Page extract:
#####

Clinical cases discussion 1 (ID 83) Young Oncologist session

YO17 - Acute interstitial nephritis (AIN) in a patient with Tumour mutation burden (TMB)-high Cancer of Unknown Primary (CUP) on combination immune checkpoint blockade (ICB) (ID 892)

Presentation Number
YO17
Lecture Time
19:15 - 19:20
Speakers
  • Joycelyn J. Lee (Singapore, Singapore)
Location
Channel 5, Virtual Meeting, Virtual Meeting, Singapore
Date
20.11.2020
Time
18:45 - 20:00

Abstract

Case summary

Introduction

Our patient first presented in 2017 with multiple sites of lymphadenopathy (right submandibular, right cervical, pericardiac, periportal, paraaortic) and small volume liver lesions. Biopsy showed adenocarcinoma, CK7+ (diffuse) CK20+ (patchy), TTF-1 -. Pan-endoscopies were negative. Impression was that of CUP, possibly head and neck or pancreatobiliary in origin. He had a partial response (PR) after #6 of Paclitaxel and Carboplatin but developed paraesthesia. After a break of 4m, he developed a new liver lesion. He progressed after #3 of TS-1, and switched to Gemcitabine on which he had PR at 4m before disease progression (PD) at 6m, then PD after 2m of Capecitabine and Irinotecan. His biopsy was molecularly profiled and with a TMB of 15 mut/Mb, he was started on combination PD-1 and CTLA-4 ICB.

#####

Provided records:

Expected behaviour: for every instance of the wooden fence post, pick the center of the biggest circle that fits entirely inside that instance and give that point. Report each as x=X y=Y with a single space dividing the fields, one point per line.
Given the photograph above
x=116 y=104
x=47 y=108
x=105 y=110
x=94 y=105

#####

Exercise tasks:
(a) Rewrite the paragraph of the case abstract beginning "Our patient first presented in 2017" as a short list that keeps its main facts.
(b) Carry on the case abstract from where it stops.

Answer set:
(a)
- First presented in 2017 with lymphadenopathy at several sites (right submandibular, right cervical, pericardiac, periportal, paraaortic) and small-volume liver lesions.
- Biopsy showed adenocarcinoma: CK7+ (diffuse), CK20+ (patchy), TTF-1 negative. Pan-endoscopies were negative.
- The impression was CUP, possibly of head and neck or pancreatobiliary origin.
- Paclitaxel and Carboplatin gave a partial response after six cycles, but he developed paraesthesia.
- After a 4-month break, a new liver lesion appeared.
- He progressed after three cycles of TS-1.
- On Gemcitabine he had a partial response at 4 months, then disease progression at 6 months.
- He progressed again after 2 months of Capecitabine and Irinotecan.
- Molecular profiling of his biopsy showed a TMB of 15 mut/Mb, and he was started on combination PD-1 and CTLA-4 ICB.

(b)
Case presentation

He had a PR and tolerated treatment well aside from G1 xerostomia, but developed G2 hypophysitis requiring replacement steroids 3m after ICB initiation. 8 months after ICB initiation, he developed G2 acute kidney injury (AKI) with peak serum creatinine (sCr) of 299mmol/L (baseline sCr100 mmol/L). Urinalysis showed pyuria (13 WBC) without hematuria or proteinuria. Kidney biopsy revealed substantial interstitial inflammation with a predominantly CD8+ infiltrate and scattered plasma cells, and acute tubular injury, consistent with ICB- induced AIN. Oral prednisolone (PRL) was initiated at 60mg OD (1mg/kg) with improvement to G1 AKI (sCr 133mmol/L) by week 2. PRL taper resulted in a relapse (sCr 167 umol/L) at week 3, requiring maintenance of high dose PRL. Mycophenolate mofetil (MMF) was initiated at week 6 in view of suboptimal response despite high dose PRL.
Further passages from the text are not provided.